▸ **Description of the task**: Copy out the rows below with each "car wheel" changed to "vehicle tire" and everything else kept the same. Leave the pictures out.

▸ **Input records**:
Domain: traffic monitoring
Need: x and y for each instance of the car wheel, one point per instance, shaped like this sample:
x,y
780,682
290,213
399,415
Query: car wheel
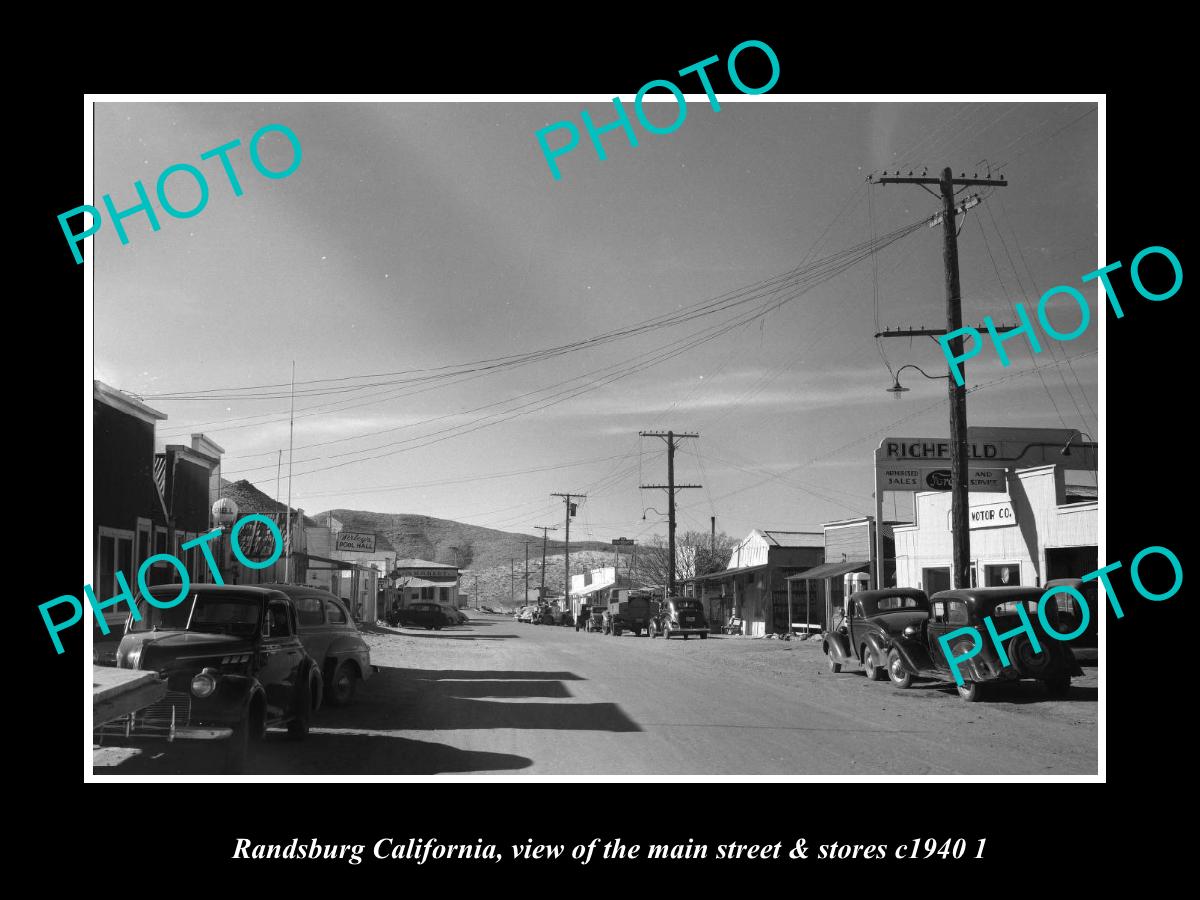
x,y
874,673
342,685
969,691
1057,685
900,676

▸ **Output of the task**:
Domain: traffic monitoring
Need: x and y for each instance of the vehicle tire, one point per instance, shaped like this sample:
x,y
780,682
290,213
399,415
Query: vehicle tire
x,y
874,673
342,685
969,691
1057,685
900,676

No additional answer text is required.